> PROVIDED TEXT:

──────

Agentic incident investigation with Claude Code

From now on, you'll be able to:

have Claude Code investigate your active incidents automatically by querying your MCP tools in parallel,
get structured findings posted to Tellagen with confidence scores and deep links,
review, dismiss, or promote findings to your incident timeline, and
connect any MCP tools you already use (Grafana, GitHub, PagerDuty, Sentry, Kubernetes, etc.).

What good does this do? The boring data-gathering part of an incident — checking logs, recent deploys, alert history — happens in parallel, without you opening six browser tabs. Results come back as structured findings with deep links, not a wall of text. You can verify anything with one click.

Here's how to try it yourself.

Getting started

Three steps. You'll be running your first AI investigation in under five minutes.

1. Create an API key. Go to Settings > API Keys in your Tellagen workspace. Click "Create API Key", give it a name like claude-investigations, and select at least the Incidents read and write scopes. Copy the key — it's only shown once.

Create API Key dialog — select Incidents read and write scopes

2. Add the Tellagen MCP server to Claude Code.

claude mcp add tellagen \
  --transport stdio \
  --env TELLAGEN_API_KEY=tllg_xxx \
  --env TELLAGEN_API_URL=https://mycompany.api.tellagen.com \
  -- npx -y @tellagen/mcp-server

Replace tllg_xxx with your API key and mycompany with your workspace subdomain.

3. Run an investigation. Open Claude Code in your project directory and ask Claude to investigate:

Investigate incident #42 on Tellagen

Claude reads the incident context first — severity, affected services, what's already on the timeline — so it doesn't start from zero. Then it creates an investigation run, which shows up live in the Investigations tab. Your team can follow along as findings come in.

──────

> PROVIDED MATERIAL:
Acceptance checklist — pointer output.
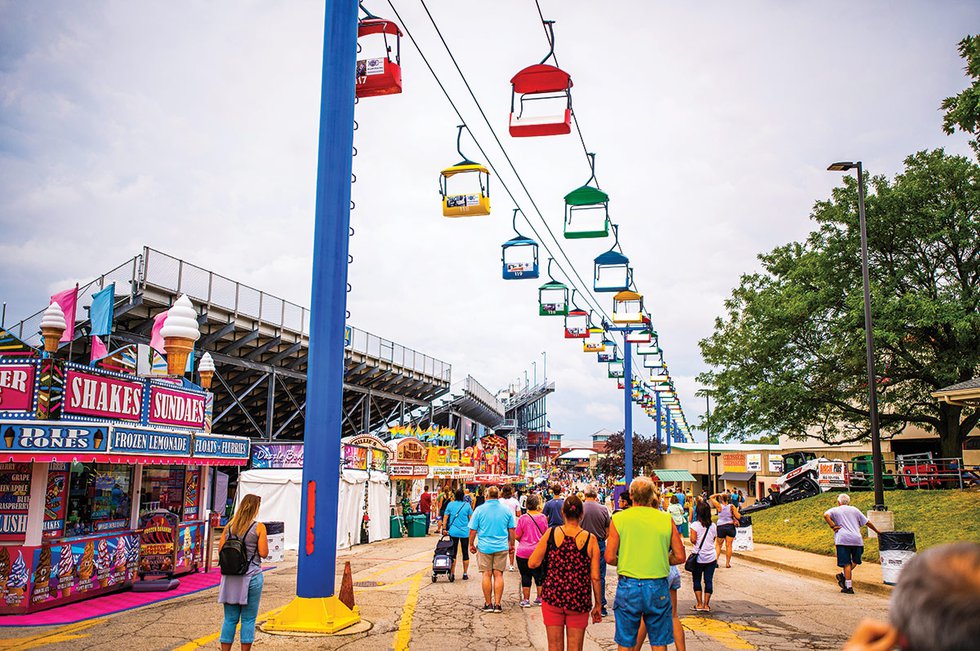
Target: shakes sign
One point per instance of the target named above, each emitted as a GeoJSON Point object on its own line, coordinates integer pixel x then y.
{"type": "Point", "coordinates": [102, 397]}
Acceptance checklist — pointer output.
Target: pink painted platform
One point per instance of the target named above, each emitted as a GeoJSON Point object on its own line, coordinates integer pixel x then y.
{"type": "Point", "coordinates": [113, 603]}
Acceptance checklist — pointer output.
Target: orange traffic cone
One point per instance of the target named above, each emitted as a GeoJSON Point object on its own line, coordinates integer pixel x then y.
{"type": "Point", "coordinates": [346, 596]}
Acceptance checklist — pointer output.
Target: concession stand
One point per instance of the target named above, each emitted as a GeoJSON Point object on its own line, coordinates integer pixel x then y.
{"type": "Point", "coordinates": [86, 455]}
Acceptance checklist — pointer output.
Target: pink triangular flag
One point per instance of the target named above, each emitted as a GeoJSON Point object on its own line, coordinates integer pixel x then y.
{"type": "Point", "coordinates": [67, 301]}
{"type": "Point", "coordinates": [156, 337]}
{"type": "Point", "coordinates": [98, 349]}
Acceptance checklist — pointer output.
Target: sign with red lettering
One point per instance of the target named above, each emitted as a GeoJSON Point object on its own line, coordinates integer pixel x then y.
{"type": "Point", "coordinates": [104, 397]}
{"type": "Point", "coordinates": [175, 407]}
{"type": "Point", "coordinates": [17, 387]}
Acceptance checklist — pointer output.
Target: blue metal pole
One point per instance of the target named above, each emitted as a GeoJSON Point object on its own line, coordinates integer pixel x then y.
{"type": "Point", "coordinates": [628, 409]}
{"type": "Point", "coordinates": [328, 305]}
{"type": "Point", "coordinates": [659, 424]}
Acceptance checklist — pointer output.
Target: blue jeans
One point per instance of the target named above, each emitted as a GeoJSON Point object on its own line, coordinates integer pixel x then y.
{"type": "Point", "coordinates": [246, 613]}
{"type": "Point", "coordinates": [602, 570]}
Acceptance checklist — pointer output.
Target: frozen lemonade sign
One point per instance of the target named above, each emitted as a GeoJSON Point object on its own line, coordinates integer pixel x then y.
{"type": "Point", "coordinates": [103, 397]}
{"type": "Point", "coordinates": [16, 387]}
{"type": "Point", "coordinates": [180, 408]}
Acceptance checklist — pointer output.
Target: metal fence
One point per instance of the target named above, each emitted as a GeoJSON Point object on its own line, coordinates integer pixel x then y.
{"type": "Point", "coordinates": [172, 275]}
{"type": "Point", "coordinates": [388, 351]}
{"type": "Point", "coordinates": [127, 279]}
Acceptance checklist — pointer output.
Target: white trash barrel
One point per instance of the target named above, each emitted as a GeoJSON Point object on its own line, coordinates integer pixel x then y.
{"type": "Point", "coordinates": [276, 533]}
{"type": "Point", "coordinates": [895, 549]}
{"type": "Point", "coordinates": [743, 535]}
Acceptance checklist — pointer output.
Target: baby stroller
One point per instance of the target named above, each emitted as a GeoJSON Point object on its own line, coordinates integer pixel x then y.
{"type": "Point", "coordinates": [442, 560]}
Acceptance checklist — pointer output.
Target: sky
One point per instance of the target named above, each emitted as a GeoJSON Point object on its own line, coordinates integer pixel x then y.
{"type": "Point", "coordinates": [192, 128]}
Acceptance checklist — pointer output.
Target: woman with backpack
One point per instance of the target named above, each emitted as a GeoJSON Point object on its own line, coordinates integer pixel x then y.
{"type": "Point", "coordinates": [703, 535]}
{"type": "Point", "coordinates": [571, 583]}
{"type": "Point", "coordinates": [242, 546]}
{"type": "Point", "coordinates": [530, 527]}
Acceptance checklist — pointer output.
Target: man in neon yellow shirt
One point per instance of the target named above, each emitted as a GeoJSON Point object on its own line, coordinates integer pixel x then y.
{"type": "Point", "coordinates": [643, 543]}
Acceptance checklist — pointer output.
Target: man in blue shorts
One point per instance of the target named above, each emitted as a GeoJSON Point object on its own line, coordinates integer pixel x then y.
{"type": "Point", "coordinates": [643, 543]}
{"type": "Point", "coordinates": [846, 521]}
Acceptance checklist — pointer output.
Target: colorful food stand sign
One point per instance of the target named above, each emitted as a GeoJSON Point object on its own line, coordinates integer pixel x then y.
{"type": "Point", "coordinates": [18, 383]}
{"type": "Point", "coordinates": [63, 438]}
{"type": "Point", "coordinates": [158, 543]}
{"type": "Point", "coordinates": [277, 455]}
{"type": "Point", "coordinates": [133, 440]}
{"type": "Point", "coordinates": [176, 408]}
{"type": "Point", "coordinates": [233, 449]}
{"type": "Point", "coordinates": [102, 396]}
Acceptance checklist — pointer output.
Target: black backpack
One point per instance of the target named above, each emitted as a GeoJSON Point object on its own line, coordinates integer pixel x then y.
{"type": "Point", "coordinates": [233, 557]}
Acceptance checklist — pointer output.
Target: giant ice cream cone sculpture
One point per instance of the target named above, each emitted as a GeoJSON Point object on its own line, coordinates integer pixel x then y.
{"type": "Point", "coordinates": [180, 331]}
{"type": "Point", "coordinates": [53, 326]}
{"type": "Point", "coordinates": [205, 368]}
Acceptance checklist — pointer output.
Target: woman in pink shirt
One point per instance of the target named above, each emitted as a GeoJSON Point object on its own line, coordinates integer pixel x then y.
{"type": "Point", "coordinates": [530, 527]}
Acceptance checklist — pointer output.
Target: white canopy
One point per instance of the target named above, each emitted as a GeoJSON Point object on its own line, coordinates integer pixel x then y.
{"type": "Point", "coordinates": [577, 455]}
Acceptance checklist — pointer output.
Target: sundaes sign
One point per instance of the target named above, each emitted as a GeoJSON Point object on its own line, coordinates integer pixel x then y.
{"type": "Point", "coordinates": [104, 397]}
{"type": "Point", "coordinates": [173, 407]}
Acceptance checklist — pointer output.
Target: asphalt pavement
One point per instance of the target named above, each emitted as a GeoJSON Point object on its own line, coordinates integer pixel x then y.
{"type": "Point", "coordinates": [755, 607]}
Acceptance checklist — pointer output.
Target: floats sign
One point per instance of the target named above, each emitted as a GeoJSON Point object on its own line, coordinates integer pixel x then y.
{"type": "Point", "coordinates": [44, 438]}
{"type": "Point", "coordinates": [16, 387]}
{"type": "Point", "coordinates": [103, 397]}
{"type": "Point", "coordinates": [180, 408]}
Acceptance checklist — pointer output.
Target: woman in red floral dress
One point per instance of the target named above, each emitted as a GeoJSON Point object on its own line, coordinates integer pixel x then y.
{"type": "Point", "coordinates": [571, 582]}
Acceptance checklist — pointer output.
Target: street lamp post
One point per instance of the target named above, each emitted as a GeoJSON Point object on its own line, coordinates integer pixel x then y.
{"type": "Point", "coordinates": [876, 459]}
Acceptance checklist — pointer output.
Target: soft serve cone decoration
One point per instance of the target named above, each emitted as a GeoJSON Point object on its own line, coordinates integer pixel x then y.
{"type": "Point", "coordinates": [180, 331]}
{"type": "Point", "coordinates": [53, 326]}
{"type": "Point", "coordinates": [205, 369]}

──────

> QUESTIONS:
a: According to the article on agentic incident investigation with Claude Code, which scopes must be selected at minimum when creating the API key?
b: Write the next part of the article on agentic incident investigation with Claude Code, following on from its final sentence.

> RESULTS FOR EACH TASK:
a: The Incidents read and write scopes.

b:
From there, Claude queries whatever MCP tools you have wired up — Loki logs in Grafana, recent commits in GitHub, alert history in PagerDuty, grepping through the codebase for the error message — all in parallel. As it finds things, it posts structured findings back to Tellagen: each with a type, confidence score, and links back to the source.

If you also have Grafana, GitHub, or PagerDuty MCP servers configured, Claude will use those too — no extra setup on the Tellagen side.

Want the full investigation skill? Install the Tellagen plugin to get a /tellagen skill that walks Claude through the complete investigation workflow step by step:

/plugin marketplace add tellagen/tellagen-marketplace
/plugin install tellagen

Then add your API key and URL to ~/.claude/settings.json:

{
  "env": {
    "TELLAGEN_API_KEY": "tllg_your_key_here",
    "TELLAGEN_API_URL": "https://mycompany.api.tellagen.com"
  }
}

If the file already has content, merge the env block into it. Then restart Claude Code for the env vars to take effect.

You can verify that the plugin works by running /plugin, going to installed plugins, and selecting tellagen.

Verify plugin is connected

Then run the /tellagen command in any project to interact with the Tellagen API.

What a finding looks like

This is probably the most important design decision we made — findings are structured objects, not paragraphs of text. Each one has:

a type that tells you what kind of insight it is,
a one-sentence claim (the headline),
an evidence summary with supporting data,
a confidence score from 0 to 100%,
evidence refs with deep links to Grafana, GitHub, PagerDuty, or wherever the data came from.

The types are worth explaining briefly:

Observation — something notable ("Error rate is 5x normal")
Correlation — two things that appear related ("Spike started 3 min after deploy X")
Hypothesis — a proposed explanation ("Null check was removed in PR #456")
Evidence — concrete proof ("Stack trace shows NPE at line 42")
Recommendation — suggested action ("Roll back deployment abc123")
Negative — something ruled out ("Database performance is normal")

The negative type is one I'm particularly happy about. During an incident, knowing what's NOT the cause saves real time. If the database is fine, you stop looking at the database.

Reviewing and promoting findings

Findings start as drafts. You go to the Investigations tab, and you'll see all the runs with their findings listed. For each one, you can do two things: dismiss it (if it's off-base), or promote it to the timeline.

When you promote a finding, it becomes a timeline event with all the evidence links attached. It's there when you write the postmortem. One click, and a finding goes from "AI thinks this might be relevant" to "this is part of the official incident record."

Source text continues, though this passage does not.